===== Фрагмент страницы
Понятно, что непосредственное обращение к наиболее обездоленным слоям, инкорпорация этих элементов, вкупе с отсутствием доктринёрства и развитой теории, позволили прессе говорить о членах организации как о «люмпенах» и «низах общества», сеющих лишь анархию, насилие и беспорядок. Причём, критика с использованием подобных нелицеприятных терминов неслась не только справа; после 93 года даже «Левое Революционное Движение» (Movimiento de Izquierda Revolucionaria MIR) подвергала методологию своих бывших союзников яростным нападкам, утверждая, что подобный образ действий напрямую проистекает из социального происхождения большинства её членов. На самом деле, из более чем полутора сотен попавших за решётку «мапусистас» лишь около 20% действительно являлись выходцами из неблагополучных кварталов и пригородов столицы. Подавляющее же большинство членов MAPU-L составляли молодые студенты и рабочие, попавшие под влияние радикального революционного экзистенциализма, отличавшего партию от других чилийских, да и вообще, латиноамериканских революционных организаций. Справедливости ради надо сказать, что многие из них действительно имели лишь самую минимальную политико-идеологическую подготовку, и зачастую, попав в трудное положение, пасовали перед трудностями, каялись, не могли внятно объяснить – для чего же они грабили, нападали на полицию, убивали.

Хотя MAPU-L получила в наследство от «исторического» MAPU теоретический багаж оригинальных концепций социализма, включавший в себя так же христианские догматы, само по себе «Лаутаро» не уделяло должного внимания теоретическим разработкам классовой борьбы или революционной методологии, ограничиваясь в данном случае лишь звучными лозунгами. Даже более того – партия с презрением относилась к «ограниченному» политико-экономическому видению «людей в галстуках», не придавая особого значения вопросам будущего мироустройства, сводя всё к доктрине «действия ради действия»:

«Эта форма жизни и бытия «Лаутаро», - так же, как и метода осуществления Революции, -  разрывает всякие связи с протестно-экономическим аспектом политики, делая шаг к новой Целостности, понимая под этим (…) авантюру творческого эксперимента и необходимость полной жизни». (Счастье в аспекте политики и революции, 1992).
==========
Задание. Допишите следующую часть текста о чилийской организации MAPU-L, начав сразу после цитаты, которой он завершается.
===== Исходные данные
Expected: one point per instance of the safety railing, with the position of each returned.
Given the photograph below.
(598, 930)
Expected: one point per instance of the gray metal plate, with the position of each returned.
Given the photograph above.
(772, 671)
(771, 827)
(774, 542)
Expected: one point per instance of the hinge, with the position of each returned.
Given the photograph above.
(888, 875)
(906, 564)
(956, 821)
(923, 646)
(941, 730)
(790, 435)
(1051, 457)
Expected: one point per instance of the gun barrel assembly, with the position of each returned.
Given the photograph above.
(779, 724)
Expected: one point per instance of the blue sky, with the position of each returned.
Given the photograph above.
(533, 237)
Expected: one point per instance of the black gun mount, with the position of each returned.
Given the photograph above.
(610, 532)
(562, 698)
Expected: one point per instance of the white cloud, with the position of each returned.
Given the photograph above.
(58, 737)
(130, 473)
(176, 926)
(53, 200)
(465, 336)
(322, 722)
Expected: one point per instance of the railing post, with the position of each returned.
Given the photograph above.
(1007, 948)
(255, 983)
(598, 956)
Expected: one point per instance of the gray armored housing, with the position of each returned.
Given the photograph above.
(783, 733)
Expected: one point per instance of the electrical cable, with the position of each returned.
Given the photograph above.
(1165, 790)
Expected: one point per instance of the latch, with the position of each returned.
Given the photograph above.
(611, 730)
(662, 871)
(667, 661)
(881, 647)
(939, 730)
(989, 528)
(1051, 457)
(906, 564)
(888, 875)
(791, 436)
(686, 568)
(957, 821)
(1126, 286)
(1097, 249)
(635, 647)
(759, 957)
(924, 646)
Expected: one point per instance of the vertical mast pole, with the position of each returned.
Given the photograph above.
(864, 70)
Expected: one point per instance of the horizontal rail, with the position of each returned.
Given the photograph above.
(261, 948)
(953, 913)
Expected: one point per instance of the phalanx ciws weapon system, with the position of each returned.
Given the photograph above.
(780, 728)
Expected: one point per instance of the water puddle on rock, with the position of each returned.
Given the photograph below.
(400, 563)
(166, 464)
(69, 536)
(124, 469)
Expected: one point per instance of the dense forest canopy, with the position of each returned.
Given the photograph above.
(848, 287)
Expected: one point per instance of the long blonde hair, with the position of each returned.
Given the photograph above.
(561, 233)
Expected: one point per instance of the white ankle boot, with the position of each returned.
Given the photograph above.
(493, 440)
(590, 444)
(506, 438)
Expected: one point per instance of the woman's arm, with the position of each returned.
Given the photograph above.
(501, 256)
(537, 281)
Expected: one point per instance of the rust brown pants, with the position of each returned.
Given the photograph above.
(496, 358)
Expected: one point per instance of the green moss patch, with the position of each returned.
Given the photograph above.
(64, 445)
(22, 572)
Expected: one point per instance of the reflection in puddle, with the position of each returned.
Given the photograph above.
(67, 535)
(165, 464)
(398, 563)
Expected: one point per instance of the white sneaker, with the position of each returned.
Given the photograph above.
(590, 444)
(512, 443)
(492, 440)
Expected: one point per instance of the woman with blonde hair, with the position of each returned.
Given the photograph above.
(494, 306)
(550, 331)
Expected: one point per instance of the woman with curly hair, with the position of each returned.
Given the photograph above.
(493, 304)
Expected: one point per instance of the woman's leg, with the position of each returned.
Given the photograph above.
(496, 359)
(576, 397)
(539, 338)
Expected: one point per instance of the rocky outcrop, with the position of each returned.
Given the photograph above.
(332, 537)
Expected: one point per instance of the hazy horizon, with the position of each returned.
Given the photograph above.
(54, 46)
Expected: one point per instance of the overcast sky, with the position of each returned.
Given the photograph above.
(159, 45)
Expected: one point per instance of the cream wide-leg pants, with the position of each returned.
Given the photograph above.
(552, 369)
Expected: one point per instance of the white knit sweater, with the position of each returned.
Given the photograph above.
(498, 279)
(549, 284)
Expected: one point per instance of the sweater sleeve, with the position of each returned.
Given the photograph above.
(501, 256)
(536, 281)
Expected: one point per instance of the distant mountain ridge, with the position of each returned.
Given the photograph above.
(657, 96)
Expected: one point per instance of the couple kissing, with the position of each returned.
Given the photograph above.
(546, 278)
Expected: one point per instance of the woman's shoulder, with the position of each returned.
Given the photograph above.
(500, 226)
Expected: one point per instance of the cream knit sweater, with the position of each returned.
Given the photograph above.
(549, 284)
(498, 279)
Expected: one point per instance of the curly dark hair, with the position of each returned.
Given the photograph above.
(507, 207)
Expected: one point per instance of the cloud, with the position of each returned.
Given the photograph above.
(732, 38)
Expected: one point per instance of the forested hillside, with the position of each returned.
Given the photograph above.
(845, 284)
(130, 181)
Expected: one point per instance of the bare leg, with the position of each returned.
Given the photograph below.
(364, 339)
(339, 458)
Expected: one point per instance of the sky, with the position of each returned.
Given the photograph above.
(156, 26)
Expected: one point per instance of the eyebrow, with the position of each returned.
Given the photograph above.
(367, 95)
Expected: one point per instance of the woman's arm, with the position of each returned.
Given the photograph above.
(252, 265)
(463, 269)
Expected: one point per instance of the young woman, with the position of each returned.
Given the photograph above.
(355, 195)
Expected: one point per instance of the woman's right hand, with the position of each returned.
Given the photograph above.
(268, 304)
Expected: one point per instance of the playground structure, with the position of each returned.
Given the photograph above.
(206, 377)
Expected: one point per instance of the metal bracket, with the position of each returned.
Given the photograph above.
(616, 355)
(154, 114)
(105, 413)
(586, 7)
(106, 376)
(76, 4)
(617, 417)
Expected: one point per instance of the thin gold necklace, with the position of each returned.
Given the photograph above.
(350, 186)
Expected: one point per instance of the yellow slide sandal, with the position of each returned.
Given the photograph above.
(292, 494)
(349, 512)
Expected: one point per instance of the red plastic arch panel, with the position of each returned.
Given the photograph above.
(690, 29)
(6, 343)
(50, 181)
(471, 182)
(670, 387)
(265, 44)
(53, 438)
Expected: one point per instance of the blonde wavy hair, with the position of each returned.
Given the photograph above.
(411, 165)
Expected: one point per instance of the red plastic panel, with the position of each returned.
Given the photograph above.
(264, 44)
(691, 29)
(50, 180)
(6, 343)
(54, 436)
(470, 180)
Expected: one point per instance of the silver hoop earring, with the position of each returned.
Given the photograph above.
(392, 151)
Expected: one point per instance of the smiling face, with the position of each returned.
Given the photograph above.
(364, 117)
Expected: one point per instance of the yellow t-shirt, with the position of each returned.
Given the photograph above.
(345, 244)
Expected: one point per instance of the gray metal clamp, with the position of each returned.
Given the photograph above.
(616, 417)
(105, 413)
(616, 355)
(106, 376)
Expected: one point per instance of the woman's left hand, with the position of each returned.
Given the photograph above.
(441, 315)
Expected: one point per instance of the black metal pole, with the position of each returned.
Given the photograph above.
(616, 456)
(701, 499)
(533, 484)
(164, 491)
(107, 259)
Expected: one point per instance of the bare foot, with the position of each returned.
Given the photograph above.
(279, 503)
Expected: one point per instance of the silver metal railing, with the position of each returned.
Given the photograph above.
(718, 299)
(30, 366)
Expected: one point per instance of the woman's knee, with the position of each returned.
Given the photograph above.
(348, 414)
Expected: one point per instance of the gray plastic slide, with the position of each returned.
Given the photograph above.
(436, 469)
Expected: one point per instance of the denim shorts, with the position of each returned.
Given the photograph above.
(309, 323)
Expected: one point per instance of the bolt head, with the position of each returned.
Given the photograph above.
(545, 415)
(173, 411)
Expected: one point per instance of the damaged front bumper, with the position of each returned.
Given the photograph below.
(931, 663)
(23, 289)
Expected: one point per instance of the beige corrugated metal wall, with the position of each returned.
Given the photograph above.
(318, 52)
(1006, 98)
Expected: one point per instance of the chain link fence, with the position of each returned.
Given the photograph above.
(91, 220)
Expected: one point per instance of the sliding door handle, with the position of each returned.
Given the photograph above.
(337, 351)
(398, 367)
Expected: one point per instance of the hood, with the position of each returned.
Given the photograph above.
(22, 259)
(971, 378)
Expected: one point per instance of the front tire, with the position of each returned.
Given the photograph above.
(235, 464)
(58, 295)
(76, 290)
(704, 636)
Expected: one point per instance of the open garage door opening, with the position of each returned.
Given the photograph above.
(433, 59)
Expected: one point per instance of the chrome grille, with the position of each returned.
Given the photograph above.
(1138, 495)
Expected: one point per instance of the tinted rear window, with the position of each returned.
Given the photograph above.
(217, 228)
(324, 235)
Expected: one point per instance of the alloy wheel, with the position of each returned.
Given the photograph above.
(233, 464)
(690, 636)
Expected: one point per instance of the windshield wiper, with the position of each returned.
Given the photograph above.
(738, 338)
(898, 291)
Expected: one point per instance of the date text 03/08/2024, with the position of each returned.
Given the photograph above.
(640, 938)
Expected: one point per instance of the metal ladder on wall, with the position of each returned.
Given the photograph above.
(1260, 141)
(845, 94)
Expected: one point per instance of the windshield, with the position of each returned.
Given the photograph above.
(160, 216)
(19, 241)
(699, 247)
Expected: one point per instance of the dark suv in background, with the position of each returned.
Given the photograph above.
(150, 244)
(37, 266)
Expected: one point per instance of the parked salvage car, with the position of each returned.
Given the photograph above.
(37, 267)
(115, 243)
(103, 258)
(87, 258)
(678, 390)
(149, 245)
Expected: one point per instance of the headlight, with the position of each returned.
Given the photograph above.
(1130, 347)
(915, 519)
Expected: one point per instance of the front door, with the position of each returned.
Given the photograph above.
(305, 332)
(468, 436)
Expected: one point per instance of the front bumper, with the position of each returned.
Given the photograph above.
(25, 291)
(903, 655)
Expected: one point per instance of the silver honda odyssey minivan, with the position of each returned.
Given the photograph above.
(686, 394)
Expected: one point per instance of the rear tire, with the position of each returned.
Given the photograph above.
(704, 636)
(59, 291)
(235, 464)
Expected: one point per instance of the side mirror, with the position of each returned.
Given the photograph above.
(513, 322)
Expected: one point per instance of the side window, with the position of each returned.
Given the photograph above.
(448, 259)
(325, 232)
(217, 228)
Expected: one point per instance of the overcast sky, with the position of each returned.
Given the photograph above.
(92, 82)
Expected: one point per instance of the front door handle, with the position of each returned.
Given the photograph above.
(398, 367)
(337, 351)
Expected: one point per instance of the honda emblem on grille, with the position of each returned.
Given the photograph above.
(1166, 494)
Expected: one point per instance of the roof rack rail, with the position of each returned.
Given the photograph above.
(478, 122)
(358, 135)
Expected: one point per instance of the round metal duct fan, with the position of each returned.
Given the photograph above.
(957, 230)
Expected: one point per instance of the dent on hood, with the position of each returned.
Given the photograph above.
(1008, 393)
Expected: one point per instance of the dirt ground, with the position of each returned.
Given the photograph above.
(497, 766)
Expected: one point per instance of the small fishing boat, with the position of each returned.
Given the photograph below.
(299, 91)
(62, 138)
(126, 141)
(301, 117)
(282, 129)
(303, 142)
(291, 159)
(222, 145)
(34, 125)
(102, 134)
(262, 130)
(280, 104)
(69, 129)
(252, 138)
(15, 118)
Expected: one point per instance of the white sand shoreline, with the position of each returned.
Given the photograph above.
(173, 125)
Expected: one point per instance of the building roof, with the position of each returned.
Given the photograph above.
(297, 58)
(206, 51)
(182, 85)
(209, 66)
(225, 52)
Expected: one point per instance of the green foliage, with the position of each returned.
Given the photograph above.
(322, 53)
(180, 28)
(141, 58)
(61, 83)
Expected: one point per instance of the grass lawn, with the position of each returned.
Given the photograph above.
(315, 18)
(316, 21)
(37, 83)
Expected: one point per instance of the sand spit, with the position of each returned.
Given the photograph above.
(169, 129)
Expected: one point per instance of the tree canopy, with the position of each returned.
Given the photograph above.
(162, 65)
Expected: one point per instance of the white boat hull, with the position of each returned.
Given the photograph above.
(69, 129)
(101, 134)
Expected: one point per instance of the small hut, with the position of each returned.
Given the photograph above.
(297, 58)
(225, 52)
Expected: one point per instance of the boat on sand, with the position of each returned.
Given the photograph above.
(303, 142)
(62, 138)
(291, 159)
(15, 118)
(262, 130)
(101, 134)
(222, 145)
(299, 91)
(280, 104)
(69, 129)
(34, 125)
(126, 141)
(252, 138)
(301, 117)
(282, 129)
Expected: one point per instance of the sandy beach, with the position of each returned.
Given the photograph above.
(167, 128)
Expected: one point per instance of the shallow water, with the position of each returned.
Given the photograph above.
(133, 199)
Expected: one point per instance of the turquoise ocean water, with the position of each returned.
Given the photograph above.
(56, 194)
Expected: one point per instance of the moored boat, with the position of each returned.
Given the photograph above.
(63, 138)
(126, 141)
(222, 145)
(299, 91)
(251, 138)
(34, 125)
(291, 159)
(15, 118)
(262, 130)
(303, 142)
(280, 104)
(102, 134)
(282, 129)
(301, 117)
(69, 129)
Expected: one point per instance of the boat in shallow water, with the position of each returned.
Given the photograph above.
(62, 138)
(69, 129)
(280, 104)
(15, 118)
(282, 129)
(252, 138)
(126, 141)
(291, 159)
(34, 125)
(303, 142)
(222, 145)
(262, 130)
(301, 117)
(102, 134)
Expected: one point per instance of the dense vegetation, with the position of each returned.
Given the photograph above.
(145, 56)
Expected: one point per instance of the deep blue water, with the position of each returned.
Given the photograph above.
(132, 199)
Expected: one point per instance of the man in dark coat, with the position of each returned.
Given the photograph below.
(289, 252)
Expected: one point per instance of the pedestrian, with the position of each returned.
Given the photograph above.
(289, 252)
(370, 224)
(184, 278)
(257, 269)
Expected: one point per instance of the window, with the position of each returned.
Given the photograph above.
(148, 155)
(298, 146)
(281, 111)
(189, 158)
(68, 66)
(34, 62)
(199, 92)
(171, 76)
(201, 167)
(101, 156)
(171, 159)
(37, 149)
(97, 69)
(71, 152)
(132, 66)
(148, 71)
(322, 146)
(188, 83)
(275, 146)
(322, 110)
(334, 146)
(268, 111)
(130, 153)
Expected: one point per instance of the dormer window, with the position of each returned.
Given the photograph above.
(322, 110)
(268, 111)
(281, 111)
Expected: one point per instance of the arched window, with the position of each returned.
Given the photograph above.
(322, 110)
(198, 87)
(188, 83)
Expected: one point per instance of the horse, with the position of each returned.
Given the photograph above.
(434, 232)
==========
Результат выполнения.
Лишь очень немногие из членов организации, относившиеся к высшим её слоям, ясно могли сформулировать идеи и концепции партии. Другие имели лишь очень смутное, крайне утрированное представление о доктринах Чилийской Революции, что не может удивлять, ибо доктрины эти действительно были нарочито запутанными, малопонятными для политически необразованных кадров.

Большое значение в идеологии MAPU-L играл и своеобразный патриотизм. В материалах и коммюнике организации мы постоянно встречаемся с лозунгами о «Великой Родине Континента». Тут стоит отметить, что саму Чили «мапусистас» рассматривали в рамках схемы «Двух Стран», противостоящих друг другу – «Народной Чили» и «Чили коммерсантов и богачей». Именно триумф первой и полное уничтожение второй «страны» являлось главной целью MAPU-L, сформулированной в 87 году на Третьем Конгрессе (Национальной Военной Конференции), которая так же учредила и военный аппарат партии.

Для этого предполагалось сформировать из народных сил «Восставший Народ» (или «Народного Гиганта»), который, путём единых наступательных действий, сметёт фальшивый демократический строй, установив социализм и в дальнейшем будет содействовать строительству «Великой Родины»: под этим термином понималась не столько сама Чили, сколько латиноамериканский континент в общем, страдающий под игом олигархических диктатур, подчинённых единому центру – Соединённым Штатам Америки.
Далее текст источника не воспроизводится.